Given problem:
Print each of the records below verbatim, keeping every line unchanged.

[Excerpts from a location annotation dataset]
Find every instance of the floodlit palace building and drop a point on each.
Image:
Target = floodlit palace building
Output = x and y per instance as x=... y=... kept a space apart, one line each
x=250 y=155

Problem solution:
Find every instance of the floodlit palace building and drop a point on each.
Image:
Target = floodlit palace building
Output = x and y per instance as x=... y=... kept a space apart, one line each
x=250 y=155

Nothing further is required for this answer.